Dataset extract section start

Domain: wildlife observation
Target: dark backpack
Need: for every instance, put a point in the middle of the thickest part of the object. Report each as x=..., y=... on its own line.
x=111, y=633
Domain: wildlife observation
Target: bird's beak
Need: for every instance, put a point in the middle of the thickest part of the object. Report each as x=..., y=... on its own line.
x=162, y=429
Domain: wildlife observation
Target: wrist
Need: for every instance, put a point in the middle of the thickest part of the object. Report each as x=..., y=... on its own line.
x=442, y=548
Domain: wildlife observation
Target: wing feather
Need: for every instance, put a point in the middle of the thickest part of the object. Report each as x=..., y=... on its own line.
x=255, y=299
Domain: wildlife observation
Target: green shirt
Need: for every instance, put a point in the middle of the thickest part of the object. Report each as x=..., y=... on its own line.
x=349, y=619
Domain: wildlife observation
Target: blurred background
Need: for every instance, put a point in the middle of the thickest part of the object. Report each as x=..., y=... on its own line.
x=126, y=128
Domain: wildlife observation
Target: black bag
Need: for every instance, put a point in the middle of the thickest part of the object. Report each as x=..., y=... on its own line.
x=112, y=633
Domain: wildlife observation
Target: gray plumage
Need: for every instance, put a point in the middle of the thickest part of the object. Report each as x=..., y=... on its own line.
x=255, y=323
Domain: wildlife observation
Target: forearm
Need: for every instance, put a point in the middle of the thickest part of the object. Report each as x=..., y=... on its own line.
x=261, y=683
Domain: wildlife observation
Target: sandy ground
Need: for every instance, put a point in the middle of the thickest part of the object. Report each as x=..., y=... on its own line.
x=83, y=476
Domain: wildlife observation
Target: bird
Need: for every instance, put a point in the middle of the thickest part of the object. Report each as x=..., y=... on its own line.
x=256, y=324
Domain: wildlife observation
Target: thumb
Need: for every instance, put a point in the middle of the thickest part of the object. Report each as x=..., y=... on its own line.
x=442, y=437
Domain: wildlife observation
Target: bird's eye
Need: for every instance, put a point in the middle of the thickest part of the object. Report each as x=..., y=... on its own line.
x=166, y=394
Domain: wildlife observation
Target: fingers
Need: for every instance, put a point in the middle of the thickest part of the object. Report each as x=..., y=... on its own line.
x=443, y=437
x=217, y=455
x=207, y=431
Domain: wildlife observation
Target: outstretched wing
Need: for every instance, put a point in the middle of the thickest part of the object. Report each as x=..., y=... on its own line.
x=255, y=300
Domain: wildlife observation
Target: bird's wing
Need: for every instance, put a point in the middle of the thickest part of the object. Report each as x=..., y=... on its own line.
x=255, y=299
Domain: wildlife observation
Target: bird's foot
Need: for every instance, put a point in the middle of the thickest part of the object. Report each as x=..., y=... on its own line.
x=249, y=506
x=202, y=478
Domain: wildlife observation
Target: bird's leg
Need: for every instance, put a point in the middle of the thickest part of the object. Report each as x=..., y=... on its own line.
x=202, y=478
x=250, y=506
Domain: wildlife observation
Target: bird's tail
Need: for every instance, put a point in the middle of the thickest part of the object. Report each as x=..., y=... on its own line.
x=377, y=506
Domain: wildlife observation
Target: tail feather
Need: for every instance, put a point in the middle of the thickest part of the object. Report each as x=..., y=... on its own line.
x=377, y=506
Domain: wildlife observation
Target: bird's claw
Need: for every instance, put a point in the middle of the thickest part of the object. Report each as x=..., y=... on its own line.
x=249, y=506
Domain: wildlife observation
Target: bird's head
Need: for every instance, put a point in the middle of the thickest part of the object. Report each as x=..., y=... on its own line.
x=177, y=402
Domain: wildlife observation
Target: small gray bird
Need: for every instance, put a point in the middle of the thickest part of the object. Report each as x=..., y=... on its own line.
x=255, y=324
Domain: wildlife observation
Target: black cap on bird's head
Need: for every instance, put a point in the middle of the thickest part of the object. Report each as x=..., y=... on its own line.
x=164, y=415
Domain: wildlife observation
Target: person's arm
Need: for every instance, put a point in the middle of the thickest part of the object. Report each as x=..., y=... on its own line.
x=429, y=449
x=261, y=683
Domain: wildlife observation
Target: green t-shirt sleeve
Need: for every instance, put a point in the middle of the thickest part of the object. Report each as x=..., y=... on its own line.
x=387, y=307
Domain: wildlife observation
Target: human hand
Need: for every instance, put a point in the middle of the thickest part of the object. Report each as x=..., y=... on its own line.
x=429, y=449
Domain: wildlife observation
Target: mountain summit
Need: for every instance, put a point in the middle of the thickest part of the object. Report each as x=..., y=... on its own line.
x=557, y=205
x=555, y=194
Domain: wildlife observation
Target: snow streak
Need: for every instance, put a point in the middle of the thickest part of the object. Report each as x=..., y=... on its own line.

Dataset extract section end

* **Task to complete**
With "green" as the string to match, show every line of the entries above that has it.

* **Task solution**
Target: green shirt
Target: green t-shirt sleeve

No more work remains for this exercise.